* Start DATA FOR THE TASK *

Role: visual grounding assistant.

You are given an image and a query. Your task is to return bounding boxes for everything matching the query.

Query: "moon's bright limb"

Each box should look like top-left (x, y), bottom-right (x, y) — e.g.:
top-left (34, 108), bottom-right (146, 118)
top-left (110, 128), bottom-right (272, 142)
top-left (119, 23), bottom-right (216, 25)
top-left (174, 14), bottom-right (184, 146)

* End DATA FOR THE TASK *

> _PROBLEM DESCRIPTION_
Set out as a numbered list the lines starting at the first line above and ending at the line that contains "top-left (119, 23), bottom-right (216, 25)", both included, omitting any blank lines.

> _WORKED ANSWER_
1. Role: visual grounding assistant.
2. You are given an image and a query. Your task is to return bounding boxes for everything matching the query.
3. Query: "moon's bright limb"
4. Each box should look like top-left (x, y), bottom-right (x, y) — e.g.:
5. top-left (34, 108), bottom-right (146, 118)
6. top-left (110, 128), bottom-right (272, 142)
7. top-left (119, 23), bottom-right (216, 25)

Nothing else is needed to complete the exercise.